A listing
— START —
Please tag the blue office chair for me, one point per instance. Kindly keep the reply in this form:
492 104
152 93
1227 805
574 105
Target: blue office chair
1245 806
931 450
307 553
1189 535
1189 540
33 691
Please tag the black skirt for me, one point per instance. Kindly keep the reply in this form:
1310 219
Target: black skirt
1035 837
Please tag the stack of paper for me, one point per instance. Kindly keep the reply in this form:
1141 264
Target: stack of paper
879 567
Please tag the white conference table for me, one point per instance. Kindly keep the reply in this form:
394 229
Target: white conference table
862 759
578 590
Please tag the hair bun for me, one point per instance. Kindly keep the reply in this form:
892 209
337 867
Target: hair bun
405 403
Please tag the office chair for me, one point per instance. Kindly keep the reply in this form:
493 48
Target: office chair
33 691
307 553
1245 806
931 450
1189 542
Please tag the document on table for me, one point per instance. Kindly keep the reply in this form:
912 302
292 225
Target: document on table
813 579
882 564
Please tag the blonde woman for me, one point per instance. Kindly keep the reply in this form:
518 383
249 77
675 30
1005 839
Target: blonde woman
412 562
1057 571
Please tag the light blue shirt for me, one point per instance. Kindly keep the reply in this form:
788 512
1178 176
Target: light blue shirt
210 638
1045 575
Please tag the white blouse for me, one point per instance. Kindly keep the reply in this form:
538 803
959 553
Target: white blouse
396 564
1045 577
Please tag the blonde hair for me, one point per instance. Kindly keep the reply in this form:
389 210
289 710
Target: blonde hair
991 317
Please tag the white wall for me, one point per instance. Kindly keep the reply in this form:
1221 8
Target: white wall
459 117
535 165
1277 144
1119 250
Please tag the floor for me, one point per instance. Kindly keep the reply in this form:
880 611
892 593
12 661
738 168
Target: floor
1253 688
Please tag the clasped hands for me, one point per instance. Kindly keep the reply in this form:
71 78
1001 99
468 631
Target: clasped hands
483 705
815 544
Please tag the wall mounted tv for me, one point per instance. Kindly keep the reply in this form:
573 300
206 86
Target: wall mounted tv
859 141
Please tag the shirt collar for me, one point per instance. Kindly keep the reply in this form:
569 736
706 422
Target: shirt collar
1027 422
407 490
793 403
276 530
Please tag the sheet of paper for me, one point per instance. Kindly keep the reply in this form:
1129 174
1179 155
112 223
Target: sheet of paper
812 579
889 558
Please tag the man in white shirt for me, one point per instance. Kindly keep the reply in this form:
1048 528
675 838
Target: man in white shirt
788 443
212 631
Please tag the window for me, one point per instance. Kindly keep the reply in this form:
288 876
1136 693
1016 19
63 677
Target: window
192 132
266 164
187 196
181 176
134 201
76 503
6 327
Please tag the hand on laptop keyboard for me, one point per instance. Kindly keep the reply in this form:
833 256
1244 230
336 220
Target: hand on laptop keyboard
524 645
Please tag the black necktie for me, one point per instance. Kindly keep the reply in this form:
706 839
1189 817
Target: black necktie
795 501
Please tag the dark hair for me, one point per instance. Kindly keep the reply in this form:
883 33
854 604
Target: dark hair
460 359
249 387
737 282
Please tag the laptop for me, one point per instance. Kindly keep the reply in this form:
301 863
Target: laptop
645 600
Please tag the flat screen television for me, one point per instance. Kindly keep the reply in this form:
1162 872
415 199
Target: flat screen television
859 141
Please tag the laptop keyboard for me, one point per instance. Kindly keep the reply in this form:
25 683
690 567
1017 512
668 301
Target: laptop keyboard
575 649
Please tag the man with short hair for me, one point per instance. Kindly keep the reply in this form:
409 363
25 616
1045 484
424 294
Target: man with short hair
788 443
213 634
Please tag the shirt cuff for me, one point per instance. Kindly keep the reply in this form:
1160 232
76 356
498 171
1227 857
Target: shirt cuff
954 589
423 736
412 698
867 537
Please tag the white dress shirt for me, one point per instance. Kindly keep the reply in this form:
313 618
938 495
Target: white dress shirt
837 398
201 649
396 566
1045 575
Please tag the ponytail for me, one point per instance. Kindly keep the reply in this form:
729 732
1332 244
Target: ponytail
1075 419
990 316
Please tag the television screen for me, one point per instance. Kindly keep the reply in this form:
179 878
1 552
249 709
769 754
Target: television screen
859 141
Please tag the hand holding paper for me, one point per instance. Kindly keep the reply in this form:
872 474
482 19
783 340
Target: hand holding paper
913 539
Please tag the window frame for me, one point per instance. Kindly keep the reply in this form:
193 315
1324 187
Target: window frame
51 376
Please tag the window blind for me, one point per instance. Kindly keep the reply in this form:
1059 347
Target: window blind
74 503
— END —
## [What is needed]
Write out the listing from the line containing "Please tag the shirt cuff" through the end, copying every line word for word.

## [Exercise solution]
Please tag the shirt cuff for me, one point per instance. Kindly keep the reply in this form:
1160 232
76 356
498 171
1227 857
Target: shirt cuff
954 589
423 736
412 698
867 537
Please tag the white dress shirt for me, one point per instance. Kindly keep the reply in this form:
313 618
938 495
Target: white dress shirt
837 398
201 649
396 566
1045 575
Please tag the ponytail for me, one point per instance. Kindly keep the reply in this form:
729 732
1332 244
Target: ponytail
1075 419
990 316
Please tag the television screen for me, one point per instance. Kindly keep the reply in this form:
179 878
1 552
249 709
769 754
Target: television screen
859 141
Please tag the hand holding paper for me, one point per instance. Kindly keep the reply in this form:
872 474
482 19
783 340
Target: hand holding paper
913 539
Please tag the window frame for me, one point per instance. Kindly keep the reply in this form:
193 315
1324 187
Target: window frame
51 376
Please tag the window blind for me, one point per instance. Kindly keep the reply in this form:
1059 347
Target: window blind
74 503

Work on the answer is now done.